Exercise goal:
Which lines in the data contain the word "concrete"? Please copy each of them.

Available records: Begin

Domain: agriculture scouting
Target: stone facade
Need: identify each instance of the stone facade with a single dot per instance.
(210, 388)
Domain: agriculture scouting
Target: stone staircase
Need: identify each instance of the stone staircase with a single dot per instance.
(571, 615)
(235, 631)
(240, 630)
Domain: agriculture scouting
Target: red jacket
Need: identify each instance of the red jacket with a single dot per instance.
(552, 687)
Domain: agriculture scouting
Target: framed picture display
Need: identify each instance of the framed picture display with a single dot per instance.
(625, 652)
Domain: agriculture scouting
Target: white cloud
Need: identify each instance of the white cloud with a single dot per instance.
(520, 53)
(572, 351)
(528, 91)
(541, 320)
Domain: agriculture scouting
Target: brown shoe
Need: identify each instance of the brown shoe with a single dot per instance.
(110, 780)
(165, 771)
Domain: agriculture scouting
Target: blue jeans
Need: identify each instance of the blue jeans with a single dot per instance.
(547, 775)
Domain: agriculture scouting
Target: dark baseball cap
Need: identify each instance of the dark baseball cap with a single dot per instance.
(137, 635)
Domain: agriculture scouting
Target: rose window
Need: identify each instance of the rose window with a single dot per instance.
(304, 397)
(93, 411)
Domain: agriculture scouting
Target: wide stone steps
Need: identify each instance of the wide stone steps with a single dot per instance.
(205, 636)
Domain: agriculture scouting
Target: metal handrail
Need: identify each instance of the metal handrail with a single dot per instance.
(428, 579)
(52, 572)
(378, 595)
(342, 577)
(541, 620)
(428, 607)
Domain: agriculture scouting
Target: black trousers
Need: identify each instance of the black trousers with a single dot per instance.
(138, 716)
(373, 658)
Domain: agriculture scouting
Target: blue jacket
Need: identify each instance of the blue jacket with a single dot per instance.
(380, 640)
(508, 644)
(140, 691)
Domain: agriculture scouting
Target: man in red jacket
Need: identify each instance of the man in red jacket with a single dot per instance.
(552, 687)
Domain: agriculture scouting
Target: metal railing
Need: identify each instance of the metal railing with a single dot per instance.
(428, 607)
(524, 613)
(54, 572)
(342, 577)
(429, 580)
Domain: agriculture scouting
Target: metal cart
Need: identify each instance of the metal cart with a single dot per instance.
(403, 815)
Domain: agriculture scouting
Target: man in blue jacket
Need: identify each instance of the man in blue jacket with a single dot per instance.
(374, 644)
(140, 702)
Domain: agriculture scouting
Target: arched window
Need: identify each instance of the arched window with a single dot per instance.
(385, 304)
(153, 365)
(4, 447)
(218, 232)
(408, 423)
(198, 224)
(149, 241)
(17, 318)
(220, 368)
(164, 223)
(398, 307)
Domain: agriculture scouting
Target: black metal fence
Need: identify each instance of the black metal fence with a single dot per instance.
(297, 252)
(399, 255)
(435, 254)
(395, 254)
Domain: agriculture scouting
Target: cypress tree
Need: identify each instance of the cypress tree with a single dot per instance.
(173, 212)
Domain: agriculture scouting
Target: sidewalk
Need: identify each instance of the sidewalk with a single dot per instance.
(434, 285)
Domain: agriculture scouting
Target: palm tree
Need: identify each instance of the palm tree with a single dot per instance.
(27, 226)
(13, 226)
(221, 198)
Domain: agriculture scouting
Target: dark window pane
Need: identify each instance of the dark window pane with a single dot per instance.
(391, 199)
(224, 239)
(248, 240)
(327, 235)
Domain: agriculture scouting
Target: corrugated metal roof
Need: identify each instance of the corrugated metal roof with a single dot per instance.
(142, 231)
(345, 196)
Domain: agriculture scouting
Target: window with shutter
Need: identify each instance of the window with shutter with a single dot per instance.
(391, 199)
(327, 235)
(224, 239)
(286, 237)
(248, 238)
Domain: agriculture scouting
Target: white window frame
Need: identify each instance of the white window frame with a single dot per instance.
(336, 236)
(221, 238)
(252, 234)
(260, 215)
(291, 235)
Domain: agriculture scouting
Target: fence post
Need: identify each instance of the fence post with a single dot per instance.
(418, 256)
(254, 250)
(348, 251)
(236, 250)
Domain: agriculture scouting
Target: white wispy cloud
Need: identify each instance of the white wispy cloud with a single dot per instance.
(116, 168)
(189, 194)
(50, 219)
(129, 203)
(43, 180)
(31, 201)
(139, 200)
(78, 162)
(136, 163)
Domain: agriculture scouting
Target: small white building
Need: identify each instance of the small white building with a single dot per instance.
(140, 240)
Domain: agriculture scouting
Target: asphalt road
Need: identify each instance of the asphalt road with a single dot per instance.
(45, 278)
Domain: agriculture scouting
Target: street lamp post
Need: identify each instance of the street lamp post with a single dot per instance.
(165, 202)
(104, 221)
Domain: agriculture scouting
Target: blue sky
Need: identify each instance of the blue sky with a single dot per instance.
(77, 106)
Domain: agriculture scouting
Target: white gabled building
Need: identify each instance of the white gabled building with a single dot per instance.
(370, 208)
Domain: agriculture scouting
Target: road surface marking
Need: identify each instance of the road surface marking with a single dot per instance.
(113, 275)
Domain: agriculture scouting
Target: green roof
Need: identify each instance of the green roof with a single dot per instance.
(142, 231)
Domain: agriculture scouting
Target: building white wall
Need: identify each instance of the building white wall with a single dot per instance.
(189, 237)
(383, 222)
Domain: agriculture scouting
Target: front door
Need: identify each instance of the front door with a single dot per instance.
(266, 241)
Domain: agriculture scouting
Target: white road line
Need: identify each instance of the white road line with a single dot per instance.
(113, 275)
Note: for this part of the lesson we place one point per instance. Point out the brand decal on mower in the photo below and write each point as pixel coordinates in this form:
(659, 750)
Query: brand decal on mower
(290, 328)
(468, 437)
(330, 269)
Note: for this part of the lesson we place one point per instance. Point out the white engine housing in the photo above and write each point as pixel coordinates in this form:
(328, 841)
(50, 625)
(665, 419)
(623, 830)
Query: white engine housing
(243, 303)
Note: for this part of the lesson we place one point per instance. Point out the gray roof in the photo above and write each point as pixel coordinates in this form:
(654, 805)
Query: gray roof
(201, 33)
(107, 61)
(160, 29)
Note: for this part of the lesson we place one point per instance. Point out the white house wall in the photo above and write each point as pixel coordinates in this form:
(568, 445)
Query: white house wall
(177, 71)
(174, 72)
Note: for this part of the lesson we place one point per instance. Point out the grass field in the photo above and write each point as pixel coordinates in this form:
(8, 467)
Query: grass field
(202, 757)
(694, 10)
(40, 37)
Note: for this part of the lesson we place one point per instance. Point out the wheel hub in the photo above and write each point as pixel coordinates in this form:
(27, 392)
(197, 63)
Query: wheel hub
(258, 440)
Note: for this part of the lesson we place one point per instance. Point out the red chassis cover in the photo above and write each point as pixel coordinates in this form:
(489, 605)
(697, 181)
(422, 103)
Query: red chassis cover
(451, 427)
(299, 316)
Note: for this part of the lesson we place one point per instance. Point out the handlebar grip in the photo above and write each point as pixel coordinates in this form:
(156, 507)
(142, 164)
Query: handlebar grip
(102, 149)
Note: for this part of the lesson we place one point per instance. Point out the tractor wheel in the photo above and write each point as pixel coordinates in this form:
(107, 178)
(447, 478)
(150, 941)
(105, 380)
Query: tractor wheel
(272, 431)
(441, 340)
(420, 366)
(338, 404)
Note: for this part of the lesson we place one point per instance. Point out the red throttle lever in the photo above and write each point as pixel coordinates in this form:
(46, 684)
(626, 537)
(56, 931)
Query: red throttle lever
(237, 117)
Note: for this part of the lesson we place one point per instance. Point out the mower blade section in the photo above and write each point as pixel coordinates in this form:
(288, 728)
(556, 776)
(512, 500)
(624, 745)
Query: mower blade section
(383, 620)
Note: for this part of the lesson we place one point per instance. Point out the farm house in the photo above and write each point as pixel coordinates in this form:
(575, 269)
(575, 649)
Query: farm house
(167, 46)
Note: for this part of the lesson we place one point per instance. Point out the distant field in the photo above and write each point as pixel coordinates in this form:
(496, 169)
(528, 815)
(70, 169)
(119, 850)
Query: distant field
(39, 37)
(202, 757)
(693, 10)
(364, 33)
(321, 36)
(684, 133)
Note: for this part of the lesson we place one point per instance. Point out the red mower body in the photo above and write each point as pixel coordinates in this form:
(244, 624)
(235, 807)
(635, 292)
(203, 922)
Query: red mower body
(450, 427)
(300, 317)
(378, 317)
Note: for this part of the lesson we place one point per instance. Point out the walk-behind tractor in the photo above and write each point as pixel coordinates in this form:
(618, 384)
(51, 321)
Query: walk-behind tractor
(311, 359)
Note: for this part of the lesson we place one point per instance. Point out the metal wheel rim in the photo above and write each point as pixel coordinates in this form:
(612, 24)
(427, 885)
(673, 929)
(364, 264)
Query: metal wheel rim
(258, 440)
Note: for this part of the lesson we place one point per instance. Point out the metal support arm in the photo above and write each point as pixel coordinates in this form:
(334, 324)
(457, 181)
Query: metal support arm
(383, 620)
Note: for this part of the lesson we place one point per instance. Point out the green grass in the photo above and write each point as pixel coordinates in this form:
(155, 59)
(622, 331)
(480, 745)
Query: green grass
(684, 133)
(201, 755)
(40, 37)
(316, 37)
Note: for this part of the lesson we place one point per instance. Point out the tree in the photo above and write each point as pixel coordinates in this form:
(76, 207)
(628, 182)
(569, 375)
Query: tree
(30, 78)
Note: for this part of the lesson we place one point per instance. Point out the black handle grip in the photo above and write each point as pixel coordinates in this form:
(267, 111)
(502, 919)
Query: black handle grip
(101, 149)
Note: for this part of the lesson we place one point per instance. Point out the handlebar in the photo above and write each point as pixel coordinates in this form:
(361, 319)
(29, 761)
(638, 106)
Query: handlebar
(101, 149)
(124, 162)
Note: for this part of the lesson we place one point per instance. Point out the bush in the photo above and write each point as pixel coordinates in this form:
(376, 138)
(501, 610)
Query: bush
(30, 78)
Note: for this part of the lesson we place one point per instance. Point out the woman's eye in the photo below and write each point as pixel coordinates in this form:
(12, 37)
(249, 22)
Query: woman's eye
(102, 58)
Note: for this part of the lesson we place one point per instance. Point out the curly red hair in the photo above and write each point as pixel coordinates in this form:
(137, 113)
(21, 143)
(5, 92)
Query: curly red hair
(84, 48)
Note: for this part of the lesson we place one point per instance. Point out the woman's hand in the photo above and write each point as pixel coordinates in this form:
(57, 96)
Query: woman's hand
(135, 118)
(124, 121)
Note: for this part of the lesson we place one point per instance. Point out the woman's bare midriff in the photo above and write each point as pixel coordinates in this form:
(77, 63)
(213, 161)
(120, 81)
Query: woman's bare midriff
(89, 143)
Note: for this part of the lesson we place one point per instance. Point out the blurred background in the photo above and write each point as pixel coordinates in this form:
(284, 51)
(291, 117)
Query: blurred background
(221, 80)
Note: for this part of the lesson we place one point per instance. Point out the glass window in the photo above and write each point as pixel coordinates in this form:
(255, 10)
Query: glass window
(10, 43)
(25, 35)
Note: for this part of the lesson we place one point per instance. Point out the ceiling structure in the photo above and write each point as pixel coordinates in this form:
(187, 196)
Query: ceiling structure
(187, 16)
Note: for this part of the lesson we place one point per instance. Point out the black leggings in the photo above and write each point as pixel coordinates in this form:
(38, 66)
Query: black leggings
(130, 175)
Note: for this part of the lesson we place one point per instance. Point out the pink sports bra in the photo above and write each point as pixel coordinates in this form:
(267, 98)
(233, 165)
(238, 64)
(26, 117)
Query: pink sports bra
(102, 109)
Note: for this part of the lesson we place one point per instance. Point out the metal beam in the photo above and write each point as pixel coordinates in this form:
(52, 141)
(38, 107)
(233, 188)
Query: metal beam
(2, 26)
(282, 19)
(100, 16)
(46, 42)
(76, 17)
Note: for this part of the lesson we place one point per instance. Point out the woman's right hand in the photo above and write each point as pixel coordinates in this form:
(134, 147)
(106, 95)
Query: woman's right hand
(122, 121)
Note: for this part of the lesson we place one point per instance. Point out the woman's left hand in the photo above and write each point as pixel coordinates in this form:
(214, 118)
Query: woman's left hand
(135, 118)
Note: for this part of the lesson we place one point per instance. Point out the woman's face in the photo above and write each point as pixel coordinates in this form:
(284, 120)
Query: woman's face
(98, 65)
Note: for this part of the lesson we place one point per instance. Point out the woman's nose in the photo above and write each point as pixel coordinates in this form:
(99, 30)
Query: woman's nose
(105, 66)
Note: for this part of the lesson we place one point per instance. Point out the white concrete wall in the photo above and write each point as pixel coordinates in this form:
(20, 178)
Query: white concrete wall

Available records: End

Output below:
Note: for this part of the lesson we place one point per instance. Point out the white concrete wall in the photo above and write each point as pixel coordinates in this form:
Query: white concrete wall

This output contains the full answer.